_Records shown_:
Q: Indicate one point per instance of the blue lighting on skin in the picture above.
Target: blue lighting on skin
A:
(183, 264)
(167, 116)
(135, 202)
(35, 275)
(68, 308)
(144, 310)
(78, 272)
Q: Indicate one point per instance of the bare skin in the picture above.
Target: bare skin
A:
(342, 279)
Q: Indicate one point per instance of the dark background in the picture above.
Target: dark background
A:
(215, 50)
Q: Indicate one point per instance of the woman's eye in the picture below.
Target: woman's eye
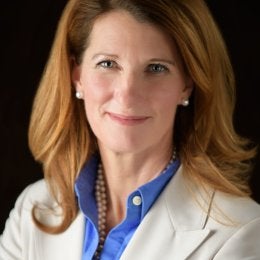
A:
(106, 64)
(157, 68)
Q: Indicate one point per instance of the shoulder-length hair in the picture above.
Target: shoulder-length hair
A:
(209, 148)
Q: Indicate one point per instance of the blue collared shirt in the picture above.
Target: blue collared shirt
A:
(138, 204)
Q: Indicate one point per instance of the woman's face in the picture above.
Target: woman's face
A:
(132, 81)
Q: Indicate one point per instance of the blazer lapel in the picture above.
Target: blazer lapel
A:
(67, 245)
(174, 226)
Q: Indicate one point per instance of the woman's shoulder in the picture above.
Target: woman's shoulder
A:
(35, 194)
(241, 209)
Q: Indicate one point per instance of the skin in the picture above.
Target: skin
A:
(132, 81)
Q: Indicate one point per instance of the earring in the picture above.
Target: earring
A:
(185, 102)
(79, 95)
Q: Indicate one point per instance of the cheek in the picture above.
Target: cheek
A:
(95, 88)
--
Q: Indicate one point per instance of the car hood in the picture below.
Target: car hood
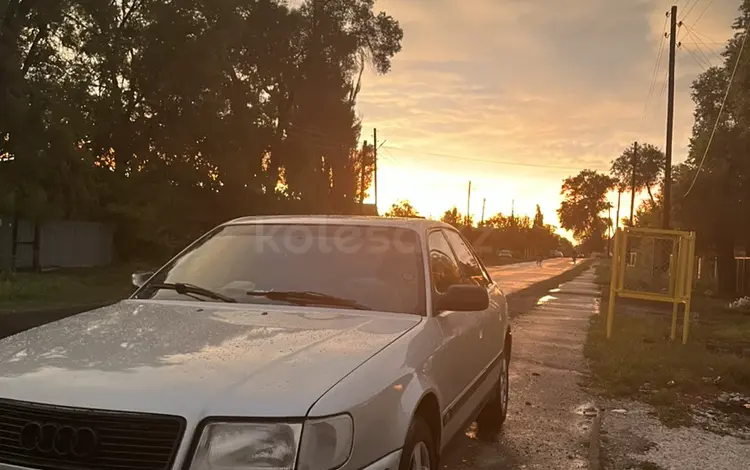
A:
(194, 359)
...
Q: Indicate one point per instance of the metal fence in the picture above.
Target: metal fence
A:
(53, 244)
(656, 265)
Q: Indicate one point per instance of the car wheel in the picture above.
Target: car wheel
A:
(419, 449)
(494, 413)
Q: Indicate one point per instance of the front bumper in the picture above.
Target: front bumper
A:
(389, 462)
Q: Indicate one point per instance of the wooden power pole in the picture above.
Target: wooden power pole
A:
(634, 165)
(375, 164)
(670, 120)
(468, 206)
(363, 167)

_Exercise instructions_: Work through the data and count each line holding the string "woman". Give only that count.

_Reply to the task_: 6